- _Task_
Please copy everything from the start of the records down to the line containing "box: [34, 49, 61, 85]", that line included, and leave the pictures out of your copy.
#####
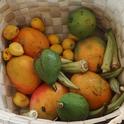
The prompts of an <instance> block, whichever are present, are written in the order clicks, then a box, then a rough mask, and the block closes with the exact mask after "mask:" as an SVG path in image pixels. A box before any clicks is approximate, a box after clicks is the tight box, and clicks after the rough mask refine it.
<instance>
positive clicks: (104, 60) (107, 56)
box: [101, 31, 114, 72]
mask: <svg viewBox="0 0 124 124" xmlns="http://www.w3.org/2000/svg"><path fill="white" fill-rule="evenodd" d="M110 33H111V32H110V31H107V32H106V33H105V36H106V37H107V46H106V50H105V53H104V58H103V64H102V67H101V69H102V71H103V72H108V71H110V66H111V63H112V57H113V50H114V44H113V40H112V38H111V36H110Z"/></svg>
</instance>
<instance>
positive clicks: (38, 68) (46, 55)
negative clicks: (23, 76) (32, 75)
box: [34, 49, 61, 85]
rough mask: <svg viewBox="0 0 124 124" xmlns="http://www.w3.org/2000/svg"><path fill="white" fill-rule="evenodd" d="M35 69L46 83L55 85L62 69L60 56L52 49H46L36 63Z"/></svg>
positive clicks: (50, 84) (44, 50)
mask: <svg viewBox="0 0 124 124" xmlns="http://www.w3.org/2000/svg"><path fill="white" fill-rule="evenodd" d="M34 68H35V70H36V72H37V74H38V75H39V77H40V78H41V80H43V81H44V82H45V83H47V84H49V85H53V84H54V83H55V82H56V80H57V77H58V75H59V72H60V69H61V59H60V56H59V54H57V53H55V52H54V51H52V50H50V49H45V50H43V51H42V53H41V54H40V55H39V57H38V58H36V59H35V61H34Z"/></svg>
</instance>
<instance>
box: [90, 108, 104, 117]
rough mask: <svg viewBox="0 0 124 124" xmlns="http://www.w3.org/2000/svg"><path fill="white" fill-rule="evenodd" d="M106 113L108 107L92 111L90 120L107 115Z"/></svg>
mask: <svg viewBox="0 0 124 124" xmlns="http://www.w3.org/2000/svg"><path fill="white" fill-rule="evenodd" d="M105 111H106V106H102V107H101V108H99V109H96V110H92V111H90V113H89V117H90V118H95V117H100V116H102V115H103V114H104V113H105Z"/></svg>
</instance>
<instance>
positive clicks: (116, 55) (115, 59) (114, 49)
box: [110, 30, 120, 68]
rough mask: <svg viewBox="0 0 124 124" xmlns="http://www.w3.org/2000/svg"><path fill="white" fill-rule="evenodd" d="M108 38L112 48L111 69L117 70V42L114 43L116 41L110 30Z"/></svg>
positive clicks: (119, 65) (114, 37)
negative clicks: (112, 53)
mask: <svg viewBox="0 0 124 124" xmlns="http://www.w3.org/2000/svg"><path fill="white" fill-rule="evenodd" d="M110 36H111V39H112V41H113V47H114V50H113V58H112V68H119V67H120V62H119V58H118V47H117V42H116V39H115V36H114V34H113V32H112V30H110Z"/></svg>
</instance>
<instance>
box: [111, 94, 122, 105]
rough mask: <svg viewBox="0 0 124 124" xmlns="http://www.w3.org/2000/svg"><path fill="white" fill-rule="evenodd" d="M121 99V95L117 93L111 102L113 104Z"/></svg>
mask: <svg viewBox="0 0 124 124" xmlns="http://www.w3.org/2000/svg"><path fill="white" fill-rule="evenodd" d="M119 97H120V94H118V93H116V94H115V95H114V96H113V98H112V100H111V103H114V102H116V100H117V99H118V98H119Z"/></svg>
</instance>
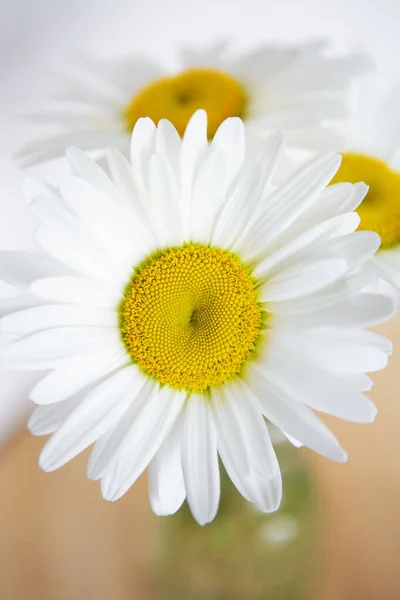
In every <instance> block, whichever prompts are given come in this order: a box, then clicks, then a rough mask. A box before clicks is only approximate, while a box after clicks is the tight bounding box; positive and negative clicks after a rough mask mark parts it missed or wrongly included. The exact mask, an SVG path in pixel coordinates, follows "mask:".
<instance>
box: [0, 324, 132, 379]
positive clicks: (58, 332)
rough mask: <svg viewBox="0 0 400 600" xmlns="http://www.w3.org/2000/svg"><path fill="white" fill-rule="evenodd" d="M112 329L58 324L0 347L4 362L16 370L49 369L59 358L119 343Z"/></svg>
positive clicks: (53, 364)
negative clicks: (103, 328) (100, 347)
mask: <svg viewBox="0 0 400 600" xmlns="http://www.w3.org/2000/svg"><path fill="white" fill-rule="evenodd" d="M119 340H120V333H119V331H118V330H115V329H110V328H106V329H100V328H96V327H60V328H58V329H48V330H46V331H40V332H39V333H34V334H33V335H30V336H29V337H26V338H23V339H22V340H18V341H16V342H13V343H12V344H9V345H8V346H6V347H5V348H2V350H1V358H2V360H3V361H4V364H7V365H8V366H9V367H12V368H18V369H23V368H26V369H39V370H42V369H52V368H54V367H55V366H56V365H58V364H59V362H60V360H61V359H64V358H70V357H72V356H74V355H79V356H82V355H85V354H88V353H91V352H95V351H96V350H97V349H98V348H99V344H102V345H103V347H107V346H111V345H114V346H115V344H116V343H121V342H119Z"/></svg>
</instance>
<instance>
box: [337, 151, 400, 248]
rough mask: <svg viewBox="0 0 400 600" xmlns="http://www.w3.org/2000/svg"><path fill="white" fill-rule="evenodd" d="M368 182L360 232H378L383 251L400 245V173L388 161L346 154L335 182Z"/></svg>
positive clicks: (368, 156)
mask: <svg viewBox="0 0 400 600" xmlns="http://www.w3.org/2000/svg"><path fill="white" fill-rule="evenodd" d="M341 181H349V182H350V183H357V182H358V181H364V182H365V183H367V184H368V185H369V191H368V194H367V196H366V197H365V199H364V200H363V202H362V203H361V205H360V206H359V207H358V209H357V212H358V214H359V215H360V217H361V223H360V227H359V229H366V230H370V231H375V232H376V233H378V234H379V235H380V237H381V241H382V244H381V248H382V249H389V248H392V247H393V246H396V245H398V244H399V243H400V173H397V172H396V171H393V170H392V169H391V168H390V167H389V166H388V165H387V164H386V163H385V162H383V161H382V160H378V159H377V158H374V157H372V156H366V155H364V154H353V153H344V154H343V161H342V165H341V167H340V169H339V171H338V173H337V174H336V175H335V177H334V179H333V180H332V183H339V182H341Z"/></svg>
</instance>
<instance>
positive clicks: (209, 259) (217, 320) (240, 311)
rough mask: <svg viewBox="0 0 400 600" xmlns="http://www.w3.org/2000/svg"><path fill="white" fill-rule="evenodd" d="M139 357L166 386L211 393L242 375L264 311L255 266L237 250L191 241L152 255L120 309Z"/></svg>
mask: <svg viewBox="0 0 400 600" xmlns="http://www.w3.org/2000/svg"><path fill="white" fill-rule="evenodd" d="M120 327H121V334H122V339H123V342H124V344H125V347H126V349H127V351H128V353H129V354H130V356H131V357H132V359H133V361H134V362H135V363H137V364H138V366H139V367H140V368H141V369H142V371H144V372H145V373H146V374H147V375H149V376H151V377H153V378H154V379H155V380H157V381H158V382H159V383H160V384H163V385H168V386H170V387H173V388H176V389H180V390H182V389H186V390H188V391H198V392H199V391H205V390H207V389H209V388H210V387H212V386H217V385H220V384H222V383H223V382H225V381H226V380H228V379H229V378H232V377H234V376H236V375H238V374H240V373H241V371H242V369H243V368H244V364H245V362H246V361H247V359H248V358H249V357H251V355H252V354H253V353H254V351H255V344H256V342H257V340H258V338H259V336H260V332H261V330H262V328H263V312H262V309H261V305H260V304H259V302H258V300H257V293H256V290H255V283H254V281H253V280H252V278H251V276H250V271H249V269H248V268H246V267H245V266H244V265H243V264H242V263H241V262H240V261H239V259H238V257H237V256H236V255H234V254H231V253H230V252H227V251H225V250H221V249H219V248H213V247H209V246H203V245H201V244H188V245H185V246H181V247H178V248H167V249H166V250H163V251H162V252H159V253H158V254H156V255H153V256H151V257H150V258H149V259H148V260H147V261H146V262H145V263H144V265H143V266H141V267H140V268H139V269H137V270H136V272H135V274H134V276H133V277H132V280H131V281H130V283H129V284H128V286H127V288H126V290H125V296H124V299H123V301H122V303H121V306H120Z"/></svg>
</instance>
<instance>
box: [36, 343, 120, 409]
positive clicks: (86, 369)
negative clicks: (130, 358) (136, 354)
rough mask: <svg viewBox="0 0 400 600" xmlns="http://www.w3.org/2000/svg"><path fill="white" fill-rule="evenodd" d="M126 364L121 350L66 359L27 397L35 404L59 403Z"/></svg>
mask: <svg viewBox="0 0 400 600" xmlns="http://www.w3.org/2000/svg"><path fill="white" fill-rule="evenodd" d="M128 364H129V359H128V357H127V356H126V353H125V351H124V349H123V348H111V349H110V350H108V351H106V350H103V351H102V352H93V353H92V354H89V355H88V356H77V357H75V356H73V357H72V358H66V359H65V360H63V361H62V363H61V364H60V365H59V366H58V367H56V368H55V369H54V371H52V372H51V373H49V374H48V375H46V377H44V378H43V379H41V380H40V381H39V382H38V383H37V384H36V385H35V387H34V388H33V389H32V391H31V393H30V395H29V397H30V399H31V400H33V402H36V404H49V403H51V404H52V403H55V402H60V401H63V400H66V399H67V398H69V397H70V396H73V395H74V394H76V393H77V392H79V391H81V390H83V389H84V388H86V387H87V386H88V385H90V384H92V383H94V382H96V381H98V380H99V379H101V378H103V377H106V376H108V375H109V374H110V373H112V372H113V371H116V370H117V369H121V368H122V367H125V366H127V365H128Z"/></svg>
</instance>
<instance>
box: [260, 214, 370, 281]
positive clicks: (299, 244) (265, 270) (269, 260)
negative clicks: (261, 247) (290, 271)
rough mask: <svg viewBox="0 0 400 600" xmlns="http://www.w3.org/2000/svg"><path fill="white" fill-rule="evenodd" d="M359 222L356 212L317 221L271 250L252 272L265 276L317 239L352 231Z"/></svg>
mask: <svg viewBox="0 0 400 600" xmlns="http://www.w3.org/2000/svg"><path fill="white" fill-rule="evenodd" d="M359 223H360V218H359V216H358V215H357V214H356V213H346V214H343V215H339V216H337V217H333V218H332V219H329V220H327V221H324V222H323V223H319V224H318V225H316V226H315V227H312V228H311V229H308V230H307V231H305V232H304V233H302V234H300V235H299V236H298V237H296V238H294V239H293V240H292V241H290V242H289V243H287V244H286V245H284V246H282V248H279V249H278V250H276V251H275V252H272V253H271V254H270V255H269V256H267V257H266V258H265V259H264V260H263V261H261V262H260V263H259V264H258V265H257V267H256V268H255V270H254V273H255V274H256V275H257V276H258V277H266V276H267V275H269V274H270V273H274V272H276V271H277V268H278V267H279V268H280V269H281V268H283V267H284V266H285V265H286V264H288V263H289V264H290V261H291V260H293V259H294V260H296V257H297V255H298V254H299V253H300V252H302V251H307V249H309V248H312V247H313V245H314V244H315V243H316V242H317V241H318V240H321V239H325V240H327V239H330V238H331V237H336V236H337V235H341V234H344V233H347V232H348V231H354V230H355V229H357V227H358V225H359Z"/></svg>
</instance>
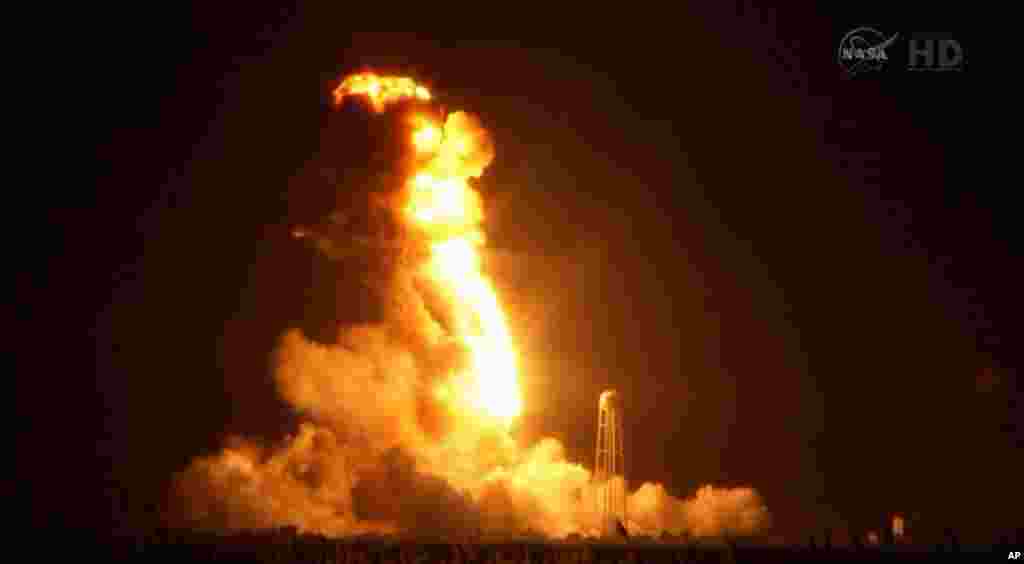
#####
- _Output of the task_
The prompts of an <instance> block, whichever are present, are written in the order clicks, then a box, then a rough mask, and the block closes with the exact mask after "mask:" as an SVG path in image pixels. A box before any clicks is approximate, a box after clicks is the tight box, and clicks after the rough mask refine it.
<instance>
positive clicks: (104, 60) (107, 56)
box: [101, 31, 114, 72]
mask: <svg viewBox="0 0 124 124" xmlns="http://www.w3.org/2000/svg"><path fill="white" fill-rule="evenodd" d="M110 33H111V32H110V31H107V32H106V33H105V36H106V37H107V46H106V50H105V53H104V58H103V64H102V67H101V69H102V71H103V72H108V71H110V66H111V63H112V57H113V50H114V44H113V40H112V38H111V36H110Z"/></svg>
</instance>
<instance>
positive clicks: (38, 68) (46, 55)
negative clicks: (23, 76) (32, 75)
box: [34, 49, 61, 85]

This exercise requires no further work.